What you should do> Among the lines below, copy exactly those from the one with "Task: annotate every instance of the dipping" through the one with "Task: annotate every instance of the sweet", counting both ends.

[Stored data entries]
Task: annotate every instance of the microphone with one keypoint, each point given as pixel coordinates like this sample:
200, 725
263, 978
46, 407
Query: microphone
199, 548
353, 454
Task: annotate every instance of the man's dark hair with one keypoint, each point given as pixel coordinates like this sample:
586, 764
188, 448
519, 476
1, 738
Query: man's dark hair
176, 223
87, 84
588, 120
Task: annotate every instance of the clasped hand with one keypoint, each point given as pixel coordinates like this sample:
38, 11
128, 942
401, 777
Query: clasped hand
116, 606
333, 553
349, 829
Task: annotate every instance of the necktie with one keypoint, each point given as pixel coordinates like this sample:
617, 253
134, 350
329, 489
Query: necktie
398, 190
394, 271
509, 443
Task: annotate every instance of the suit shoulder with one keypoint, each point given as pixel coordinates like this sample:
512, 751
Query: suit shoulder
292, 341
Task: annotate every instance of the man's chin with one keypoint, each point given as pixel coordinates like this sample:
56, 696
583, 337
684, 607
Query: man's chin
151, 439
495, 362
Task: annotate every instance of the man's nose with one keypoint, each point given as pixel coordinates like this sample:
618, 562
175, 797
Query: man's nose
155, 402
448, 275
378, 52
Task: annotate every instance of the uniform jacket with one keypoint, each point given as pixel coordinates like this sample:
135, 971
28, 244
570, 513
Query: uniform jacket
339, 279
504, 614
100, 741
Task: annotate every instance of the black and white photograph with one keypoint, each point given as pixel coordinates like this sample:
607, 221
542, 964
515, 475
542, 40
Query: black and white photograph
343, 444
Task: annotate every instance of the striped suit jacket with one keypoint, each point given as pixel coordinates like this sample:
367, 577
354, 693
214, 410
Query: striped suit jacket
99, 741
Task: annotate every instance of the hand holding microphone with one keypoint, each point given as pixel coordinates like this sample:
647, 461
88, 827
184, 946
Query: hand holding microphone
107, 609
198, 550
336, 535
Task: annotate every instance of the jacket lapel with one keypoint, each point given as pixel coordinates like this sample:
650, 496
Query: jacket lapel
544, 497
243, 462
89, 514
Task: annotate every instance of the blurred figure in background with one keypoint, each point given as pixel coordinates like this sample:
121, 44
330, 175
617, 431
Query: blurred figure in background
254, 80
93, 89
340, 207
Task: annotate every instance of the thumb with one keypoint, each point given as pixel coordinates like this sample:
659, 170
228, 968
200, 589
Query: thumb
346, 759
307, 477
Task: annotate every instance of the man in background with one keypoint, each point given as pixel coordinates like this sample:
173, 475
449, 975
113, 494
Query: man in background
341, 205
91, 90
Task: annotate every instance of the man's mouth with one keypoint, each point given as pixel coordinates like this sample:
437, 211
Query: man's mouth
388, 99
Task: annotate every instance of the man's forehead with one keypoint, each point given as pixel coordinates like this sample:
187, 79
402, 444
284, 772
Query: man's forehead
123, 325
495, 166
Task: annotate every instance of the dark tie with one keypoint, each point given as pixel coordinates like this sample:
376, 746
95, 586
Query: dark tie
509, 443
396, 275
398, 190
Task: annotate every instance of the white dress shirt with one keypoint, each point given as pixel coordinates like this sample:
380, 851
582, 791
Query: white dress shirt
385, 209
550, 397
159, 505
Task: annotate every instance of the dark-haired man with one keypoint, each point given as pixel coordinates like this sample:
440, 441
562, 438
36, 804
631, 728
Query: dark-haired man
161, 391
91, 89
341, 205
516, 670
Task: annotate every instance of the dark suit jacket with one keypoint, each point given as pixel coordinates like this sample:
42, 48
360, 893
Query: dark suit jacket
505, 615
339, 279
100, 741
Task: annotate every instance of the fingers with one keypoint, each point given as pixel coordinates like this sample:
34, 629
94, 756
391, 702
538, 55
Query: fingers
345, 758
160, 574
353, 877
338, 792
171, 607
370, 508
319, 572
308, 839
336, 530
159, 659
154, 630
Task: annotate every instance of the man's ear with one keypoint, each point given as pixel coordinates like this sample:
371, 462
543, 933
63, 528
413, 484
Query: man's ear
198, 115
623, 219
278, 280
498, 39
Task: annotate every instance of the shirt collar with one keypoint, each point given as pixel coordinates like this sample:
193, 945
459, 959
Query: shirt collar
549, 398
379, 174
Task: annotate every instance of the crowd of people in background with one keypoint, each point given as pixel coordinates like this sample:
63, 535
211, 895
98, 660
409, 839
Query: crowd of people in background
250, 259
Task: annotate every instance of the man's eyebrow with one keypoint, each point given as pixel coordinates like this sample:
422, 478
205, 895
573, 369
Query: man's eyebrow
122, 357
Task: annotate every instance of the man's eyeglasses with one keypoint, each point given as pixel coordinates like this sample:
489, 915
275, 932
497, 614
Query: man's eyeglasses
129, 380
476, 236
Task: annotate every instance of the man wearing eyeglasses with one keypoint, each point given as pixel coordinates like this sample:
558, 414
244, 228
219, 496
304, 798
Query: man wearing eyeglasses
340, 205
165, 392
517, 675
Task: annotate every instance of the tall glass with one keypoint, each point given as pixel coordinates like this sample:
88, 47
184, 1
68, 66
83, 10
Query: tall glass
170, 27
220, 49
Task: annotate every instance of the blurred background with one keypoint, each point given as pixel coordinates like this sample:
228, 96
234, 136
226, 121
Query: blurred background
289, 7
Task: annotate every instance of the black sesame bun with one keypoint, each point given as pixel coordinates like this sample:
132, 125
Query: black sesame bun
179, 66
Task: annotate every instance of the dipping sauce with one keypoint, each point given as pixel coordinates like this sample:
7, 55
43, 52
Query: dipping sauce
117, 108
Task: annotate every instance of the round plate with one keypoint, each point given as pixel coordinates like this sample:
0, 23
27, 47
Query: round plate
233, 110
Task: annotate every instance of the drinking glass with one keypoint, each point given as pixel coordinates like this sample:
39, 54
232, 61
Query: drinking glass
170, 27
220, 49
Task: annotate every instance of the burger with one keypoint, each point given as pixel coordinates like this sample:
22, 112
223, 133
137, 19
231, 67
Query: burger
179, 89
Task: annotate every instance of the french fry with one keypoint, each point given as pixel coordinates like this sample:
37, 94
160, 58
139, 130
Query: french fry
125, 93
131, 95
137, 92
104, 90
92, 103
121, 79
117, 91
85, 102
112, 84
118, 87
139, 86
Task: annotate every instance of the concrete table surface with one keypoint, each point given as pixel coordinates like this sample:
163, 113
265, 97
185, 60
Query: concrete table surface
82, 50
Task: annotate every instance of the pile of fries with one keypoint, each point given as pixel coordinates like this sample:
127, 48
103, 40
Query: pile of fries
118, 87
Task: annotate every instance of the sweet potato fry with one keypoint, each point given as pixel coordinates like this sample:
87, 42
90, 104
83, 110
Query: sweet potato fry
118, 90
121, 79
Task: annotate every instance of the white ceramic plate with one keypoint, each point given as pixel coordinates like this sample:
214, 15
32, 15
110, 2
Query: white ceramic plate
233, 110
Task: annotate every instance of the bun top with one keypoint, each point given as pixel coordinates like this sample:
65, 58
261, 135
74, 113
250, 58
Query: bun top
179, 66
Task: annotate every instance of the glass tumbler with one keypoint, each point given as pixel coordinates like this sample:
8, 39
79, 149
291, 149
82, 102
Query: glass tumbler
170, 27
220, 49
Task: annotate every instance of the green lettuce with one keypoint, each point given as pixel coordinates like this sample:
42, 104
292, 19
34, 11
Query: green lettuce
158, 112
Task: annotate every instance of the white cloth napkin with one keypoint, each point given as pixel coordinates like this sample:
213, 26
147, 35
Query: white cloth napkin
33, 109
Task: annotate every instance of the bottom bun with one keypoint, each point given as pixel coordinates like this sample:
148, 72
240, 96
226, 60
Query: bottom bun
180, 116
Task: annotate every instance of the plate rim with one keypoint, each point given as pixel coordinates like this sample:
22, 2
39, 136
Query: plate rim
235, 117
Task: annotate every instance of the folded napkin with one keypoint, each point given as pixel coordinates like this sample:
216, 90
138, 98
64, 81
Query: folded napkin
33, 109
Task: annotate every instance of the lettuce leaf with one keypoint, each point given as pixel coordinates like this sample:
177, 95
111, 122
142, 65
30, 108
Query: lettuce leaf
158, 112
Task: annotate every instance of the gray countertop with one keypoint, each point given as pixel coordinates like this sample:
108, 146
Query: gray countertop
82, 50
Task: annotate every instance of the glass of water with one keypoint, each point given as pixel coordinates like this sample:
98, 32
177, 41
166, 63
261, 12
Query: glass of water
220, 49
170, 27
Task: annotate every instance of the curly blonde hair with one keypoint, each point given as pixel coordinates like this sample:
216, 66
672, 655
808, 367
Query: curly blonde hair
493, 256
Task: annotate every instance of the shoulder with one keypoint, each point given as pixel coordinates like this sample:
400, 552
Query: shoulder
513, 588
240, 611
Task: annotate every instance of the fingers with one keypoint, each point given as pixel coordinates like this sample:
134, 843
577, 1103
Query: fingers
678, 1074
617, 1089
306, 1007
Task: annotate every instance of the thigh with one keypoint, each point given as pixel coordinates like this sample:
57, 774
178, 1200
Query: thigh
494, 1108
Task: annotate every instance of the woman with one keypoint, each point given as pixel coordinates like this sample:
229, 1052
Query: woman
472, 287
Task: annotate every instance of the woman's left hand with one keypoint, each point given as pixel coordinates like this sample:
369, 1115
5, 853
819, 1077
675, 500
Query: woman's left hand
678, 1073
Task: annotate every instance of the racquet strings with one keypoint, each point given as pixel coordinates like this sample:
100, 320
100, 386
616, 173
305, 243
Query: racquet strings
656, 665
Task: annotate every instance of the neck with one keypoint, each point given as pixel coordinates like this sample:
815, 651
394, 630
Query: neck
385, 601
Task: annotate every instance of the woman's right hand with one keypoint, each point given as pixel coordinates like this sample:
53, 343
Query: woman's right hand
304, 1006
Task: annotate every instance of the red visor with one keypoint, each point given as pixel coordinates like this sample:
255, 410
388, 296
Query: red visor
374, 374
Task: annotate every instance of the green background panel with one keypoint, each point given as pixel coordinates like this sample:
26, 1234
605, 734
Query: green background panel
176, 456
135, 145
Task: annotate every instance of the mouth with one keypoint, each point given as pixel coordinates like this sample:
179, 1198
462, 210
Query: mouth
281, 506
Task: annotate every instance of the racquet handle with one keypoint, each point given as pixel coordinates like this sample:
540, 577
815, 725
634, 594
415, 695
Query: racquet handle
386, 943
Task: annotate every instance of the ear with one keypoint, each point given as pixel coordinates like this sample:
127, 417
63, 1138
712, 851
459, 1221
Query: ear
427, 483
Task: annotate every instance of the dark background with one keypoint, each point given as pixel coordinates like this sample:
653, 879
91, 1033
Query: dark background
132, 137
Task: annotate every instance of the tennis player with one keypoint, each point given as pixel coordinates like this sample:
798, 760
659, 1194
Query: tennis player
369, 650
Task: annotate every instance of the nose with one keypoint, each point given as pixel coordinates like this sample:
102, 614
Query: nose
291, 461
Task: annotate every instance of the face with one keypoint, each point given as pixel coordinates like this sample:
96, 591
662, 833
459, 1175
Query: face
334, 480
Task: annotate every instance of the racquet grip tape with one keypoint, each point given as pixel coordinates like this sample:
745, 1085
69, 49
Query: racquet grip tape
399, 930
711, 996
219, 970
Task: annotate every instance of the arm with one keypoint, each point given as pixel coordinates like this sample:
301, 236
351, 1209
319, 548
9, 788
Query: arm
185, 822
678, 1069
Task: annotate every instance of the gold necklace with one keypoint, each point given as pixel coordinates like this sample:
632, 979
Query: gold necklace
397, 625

Solution to this problem>
Task: annotate every instance of the dipping sauce with one keypoint, each point given as pixel coordinates like this sample:
7, 55
43, 52
Query: dipping sauce
117, 108
Task: annotate every instance of the round plate with one keypoint, each point given as pixel coordinates like this sample:
0, 23
27, 47
Query: round plate
233, 110
Task: annotate every instance of the drinking glass with one keypoint, each point given as pixel coordinates like this sample:
39, 54
232, 61
Query: drinking glass
170, 27
220, 49
Task: annotate every instance of the burger with one keypoint, each point given as pixel coordinates like this sample:
22, 112
223, 133
137, 19
231, 67
Query: burger
179, 89
Task: annotate every instance of the french fry with one keypoint, each point given as pixel coordinates like this sample:
37, 94
160, 58
139, 130
Query: french fry
125, 93
131, 95
137, 92
104, 90
92, 103
121, 79
117, 91
85, 102
112, 84
118, 87
139, 86
Task: annotate every instance of the concrete table surface with one keypoint, each point given as pixel coordinates like this sample:
163, 113
265, 97
185, 60
Query: concrete table surface
82, 50
Task: annotate every instance of the pile of fries with one keypoint, each point given as pixel coordinates like this sample:
127, 48
103, 40
Query: pile of fries
118, 87
Task: annotate every instance of the sweet potato fry with one keypoint, each point given as pixel coordinates like this sample:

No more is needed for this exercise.